**Required work:** Print the following rows verbatim, keeping each line unchanged and in its original order.

##### Record extracts

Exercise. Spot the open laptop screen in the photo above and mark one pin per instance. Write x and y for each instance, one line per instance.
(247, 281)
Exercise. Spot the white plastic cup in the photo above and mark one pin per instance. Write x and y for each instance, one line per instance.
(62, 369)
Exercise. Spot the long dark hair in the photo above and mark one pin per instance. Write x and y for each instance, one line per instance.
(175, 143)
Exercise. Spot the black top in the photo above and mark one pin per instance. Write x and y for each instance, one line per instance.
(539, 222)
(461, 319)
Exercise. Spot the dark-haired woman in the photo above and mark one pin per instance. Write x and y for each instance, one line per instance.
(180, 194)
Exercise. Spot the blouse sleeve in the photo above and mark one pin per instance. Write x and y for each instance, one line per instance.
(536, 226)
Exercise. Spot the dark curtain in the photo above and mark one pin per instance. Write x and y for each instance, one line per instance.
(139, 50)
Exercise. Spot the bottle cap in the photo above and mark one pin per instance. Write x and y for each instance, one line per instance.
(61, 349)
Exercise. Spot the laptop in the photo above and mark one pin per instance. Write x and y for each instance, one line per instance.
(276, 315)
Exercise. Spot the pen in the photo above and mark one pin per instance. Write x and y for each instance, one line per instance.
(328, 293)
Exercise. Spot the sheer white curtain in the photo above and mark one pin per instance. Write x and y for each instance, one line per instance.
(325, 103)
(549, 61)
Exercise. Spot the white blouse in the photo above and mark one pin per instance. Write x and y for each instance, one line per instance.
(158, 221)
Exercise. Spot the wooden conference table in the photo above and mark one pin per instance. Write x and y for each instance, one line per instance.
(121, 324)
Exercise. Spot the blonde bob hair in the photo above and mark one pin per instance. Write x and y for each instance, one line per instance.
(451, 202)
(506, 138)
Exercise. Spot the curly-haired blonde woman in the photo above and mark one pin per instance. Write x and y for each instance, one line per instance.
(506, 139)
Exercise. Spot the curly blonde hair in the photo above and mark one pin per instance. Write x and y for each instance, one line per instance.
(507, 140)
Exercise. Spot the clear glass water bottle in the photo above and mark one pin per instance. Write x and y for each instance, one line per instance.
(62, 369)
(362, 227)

##########

**Answer to the exercise:**
Exercise. Spot the open laptop screen in the photo above and mark one pin per instance. Write x and y for each instance, one line per instance.
(247, 281)
Exercise. Spot the white plastic cup in the photo above and mark one pin per instance. Write x and y for each instance, one line per instance.
(62, 369)
Exercise. Spot the long dark hair in the photo above and mark one pin per instance. Write x and y for each instance, one line per instance.
(175, 143)
Exercise. Spot the black top in the photo above and mark one pin per instance. Write x and y for each instance, one line per instance.
(539, 222)
(461, 319)
Exercise. Spot the dark-haired woman in the photo above and mark one pin per instance. Write x and y for each instance, one line per instance.
(180, 194)
Exercise. Spot the blouse sleeve in the photo above and mark one pin per instance. Write x and y for each instance, one line per instance.
(536, 226)
Exercise. Spot the dark curtain in the photo above and mark one pin per instance. Write x and y for each instance, one line per instance.
(139, 50)
Exercise. Spot the bottle cap in the photo above and mark one pin per instance. Write x and y for each instance, one line per instance.
(61, 349)
Exercise. Spot the laptop in the photo above and mark one pin per instance. Write x and y for each instance, one line per instance.
(276, 315)
Exercise. Spot the pen in the photo above and mark one pin per instance. Write x and y for each instance, one line per instance.
(328, 293)
Exercise. Spot the sheer white curtain in the photo above and mark one pin per instance. Write x and y for each instance, one line per instance.
(325, 103)
(549, 61)
Exercise. Spot the white blouse in the photo above and mark one pin per instance. Write x and y for each instance, one line per instance.
(158, 221)
Exercise. Spot the wooden conference table in the photo above and mark one pin per instance. Write x and y for each instance, one line per instance.
(121, 324)
Exercise. Spot the blonde bob hair in the photo above and mark one pin per instance. Write x and y for each instance, one line per instance.
(451, 202)
(506, 138)
Exercise. Spot the curly-haired blonde woman in the photo above and mark one pin per instance. Write x and y for each instance, one line per instance.
(506, 139)
Exercise. Spot the curly blonde hair in the photo above and mark one pin per instance. Write x and y for each instance, one line per instance.
(507, 140)
Exercise. Spot the clear glass water bottle in the photo above and mark one pin per instance. Write x and y for each instance, one line per instance.
(62, 369)
(362, 227)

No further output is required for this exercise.